## SELECTED TEXT
_ _ _
Neuroscience

Benefit and Wickedness

Scientific Context
Benefit and Wickedness

The Science of Inebriants and Gambling

Alcohol is classified as a Group 1 carcinogen by the World Health Organization’s International Agency for Research on Cancer, placing it alongside asbestos and tobacco. When consumed, ethanol is metabolized into acetaldehyde, a toxic compound that damages DNA and impairs the body's ability to repair it. This cellular damage elevates the risk of breast, liver, colorectal, and oral cancers, leading public health authorities at both the CDC and the WHO to explicitly state that no level of alcohol consumption is safe for human health.

Beyond cellular mutation, chronic alcohol use profoundly alters the brain. A massive neuroimaging study using UK Biobank data, led by researchers at the University of Pennsylvania, demonstrated that the physical volume of grey matter measurably shrinks in drinkers. This atrophy is particularly pronounced in regions governing decision-making, impulse control, and emotional regulation. Over time, the dopaminergic reward system is hijacked: tolerance builds, withdrawal becomes physically punishing, and dependency sets in, recognized medically as alcohol use disorder.

Gambling operates on the same neurological circuitry. Building on foundational behavioral science, researchers identify its core mechanism—an intermittent reinforcement schedule of unpredictable wins amid frequent losses—as one of the most powerful drivers of compulsive behavior. Functional MRI studies, such as those directed by neuroscientist Luke Clark at the Centre for Gambling Research, demonstrate that near-misses activate the exact same reward pathways in the brain as actual wins, keeping the individual engaged at the table.

Because this resulting dependency shares so many neurobiological features with substance abuse—including craving, loss of control, and withdrawal symptoms—the American Psychiatric Association began classifying gambling disorder in the DSM-5 as a behavioral addiction in 2013.  Epidemiological data tracks the fallout: populations with high gambling participation show statistically elevated rates of financial ruin, family dissolution, and suicide, with societal costs in healthcare and lost productivity that vastly exceed the revenues generated by the industry.

Islamic Context
يَسْأَلُونَكَ عَنِ الْخَمْرِ وَالْمَيْسِرِ قُلْ فِيهِمَا إِثْمٌ كَبِيرٌ وَمَنَافِعُ لِلنَّاسِ وَإِثْمُهُمَا أَكْبَرُ مِن نَّفْعِهِمَا...
They ask you about inebriants and gambling. Say, 'In them (both) are great wickedness and benefit for humanity, and their wickedness is greater than their benefit.' ...
— Quran 2:219

The Quran addresses alcohol and gambling not by immediately outlawing them, but by establishing a method for evaluating their true cost. Ibn Kathir (d. 1373) explains in his Tafsir al-Qur'an al-Azim that this verse was revealed after Umar ibn al-Khattab observed the societal and intellectual degradation caused by alcohol and prayed for a clear, decisive ruling. The revelation responded by weighing both practices on the same scale.
_ _ _
## DATA EXTRACTS
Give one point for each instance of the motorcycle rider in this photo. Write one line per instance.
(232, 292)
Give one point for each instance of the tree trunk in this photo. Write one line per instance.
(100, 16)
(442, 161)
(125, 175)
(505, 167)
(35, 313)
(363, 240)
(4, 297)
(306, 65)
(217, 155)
_ _ _
## EXERCISES TO COMPLETE
• a. Answer these questions about the text on alcohol and gambling, one line each:
(i) Which body of the World Health Organization classifies alcohol as a Group 1 carcinogen?
(ii) In what year did the American Psychiatric Association begin classifying gambling disorder in the DSM-5 as a behavioral addiction?
(iii) According to Ibn Kathir, who prayed for a clear, decisive ruling before the verse was revealed?
• b. Go on with the text on alcohol and gambling from where it stops.

## ANSWERS TO THE EXERCISE
• a.
(i) The International Agency for Research on Cancer
(ii) 2013
(iii) Umar ibn al-Khattab

• b.
The verse explicitly acknowledges the worldly appeal of the activities. The word manafi' (benefits) recognizes the real financial profit of the wine trade and the sudden wealth gained through gambling. However, the text immediately places this utility against an ithm kabir—a great sin or severe harm.

Classical commentators were precise about what this ithm entails physically and mentally. Al-Qurtubi (d. 1273) notes in al-Jami' li-Ahkam al-Qur'an that the wickedness described here is fundamentally about the destruction of the intellect ('aql) and the stripping away of a person's behavioral control. Fakhr al-Din al-Razi (d. 1210) observes that while the benefit is immediate and tangible, the ithm encompasses the systemic ruin of the user's mind, driving them toward irrationality and communal fracture. The text diagnoses the harm not just as a spiritual demerit, but as the active dismantling of the faculties that allow a person to govern themselves.

The decisive clause uses the comparative form akbar (greater): the destruction is greater than the utility. This comparative reasoning served as a crucial intermediary step. Before the absolute prohibition of both alcohol and gambling was revealed in Surah Al-Ma'idah, this verse forced the early Muslim community to confront the severe imbalance of these practices. It taught that an activity with a localized reward is ultimately destructive if its underlying mechanism degrades the user, preparing the community to accept the complete ban by first laying out the sheer volume of the harm.

The Connection

The Quran instructs the community to evaluate inebriants and gambling by recognizing that their systemic destruction massively outweighs their localized utility. Modern psychiatry and neuroscience show the same stark imbalance, identifying both activities as mechanisms driven by the exact same dopaminergic loops and characterized by the exact same erosion of behavioral control.